Data for this exercise.
= = = = = = =

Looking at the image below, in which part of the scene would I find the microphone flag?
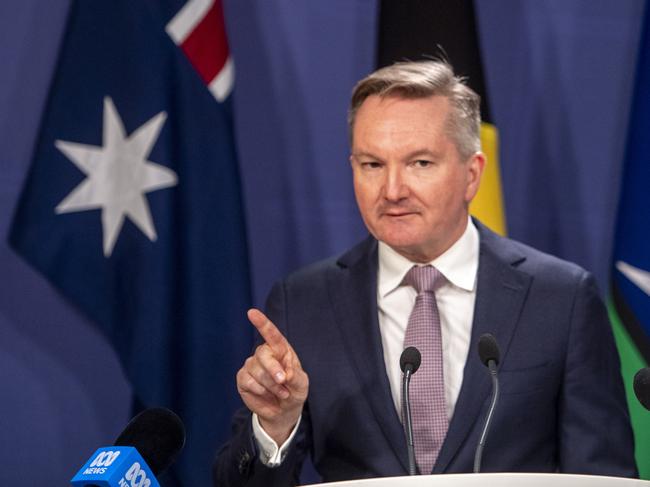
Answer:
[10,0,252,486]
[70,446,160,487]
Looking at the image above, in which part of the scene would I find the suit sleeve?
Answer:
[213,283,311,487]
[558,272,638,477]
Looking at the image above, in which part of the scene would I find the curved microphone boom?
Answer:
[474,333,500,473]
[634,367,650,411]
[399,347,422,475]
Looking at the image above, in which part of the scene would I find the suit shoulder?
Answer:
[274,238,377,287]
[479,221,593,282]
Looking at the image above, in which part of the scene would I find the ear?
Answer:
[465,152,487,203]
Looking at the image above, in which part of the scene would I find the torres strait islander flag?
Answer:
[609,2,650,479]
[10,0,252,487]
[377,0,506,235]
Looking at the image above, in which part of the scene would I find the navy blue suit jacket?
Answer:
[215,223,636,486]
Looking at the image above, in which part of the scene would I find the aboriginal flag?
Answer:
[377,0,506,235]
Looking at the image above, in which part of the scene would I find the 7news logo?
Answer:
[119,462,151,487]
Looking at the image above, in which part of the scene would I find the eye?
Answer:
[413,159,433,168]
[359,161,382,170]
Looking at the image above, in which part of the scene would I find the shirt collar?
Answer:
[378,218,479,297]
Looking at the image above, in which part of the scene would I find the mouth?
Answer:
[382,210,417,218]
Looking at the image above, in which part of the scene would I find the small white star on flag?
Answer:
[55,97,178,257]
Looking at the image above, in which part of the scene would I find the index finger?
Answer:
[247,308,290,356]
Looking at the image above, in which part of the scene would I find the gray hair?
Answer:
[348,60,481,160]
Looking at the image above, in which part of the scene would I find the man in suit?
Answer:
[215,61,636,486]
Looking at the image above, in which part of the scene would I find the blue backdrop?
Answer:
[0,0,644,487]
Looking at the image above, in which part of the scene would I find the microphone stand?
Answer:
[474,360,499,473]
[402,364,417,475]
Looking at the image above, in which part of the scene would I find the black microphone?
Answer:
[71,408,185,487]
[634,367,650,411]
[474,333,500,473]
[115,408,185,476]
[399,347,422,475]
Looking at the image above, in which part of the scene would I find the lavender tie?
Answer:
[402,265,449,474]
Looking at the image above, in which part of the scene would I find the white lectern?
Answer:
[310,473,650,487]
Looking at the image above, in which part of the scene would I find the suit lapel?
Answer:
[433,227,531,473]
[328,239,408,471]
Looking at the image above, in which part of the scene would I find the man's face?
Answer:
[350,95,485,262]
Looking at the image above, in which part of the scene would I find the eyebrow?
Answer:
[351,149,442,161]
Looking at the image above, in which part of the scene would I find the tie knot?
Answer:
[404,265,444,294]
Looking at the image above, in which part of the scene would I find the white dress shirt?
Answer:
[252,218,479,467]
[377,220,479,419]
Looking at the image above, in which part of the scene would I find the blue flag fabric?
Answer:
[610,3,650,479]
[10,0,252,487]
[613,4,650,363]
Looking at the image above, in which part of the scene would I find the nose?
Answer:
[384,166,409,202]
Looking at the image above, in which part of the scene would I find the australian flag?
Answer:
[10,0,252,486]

= = = = = = =

Arrange the records from the line containing "find the nose?" through the end of the records, inclusive, as a numbered list, one line per item and with blank lines left out.

1. Looking at the image above, in which part of the scene would I find the nose?
2. Answer:
3. [384,166,409,202]
4. Looking at the image above, in which part of the scene would I find the australian flag?
5. Answer:
6. [10,0,252,486]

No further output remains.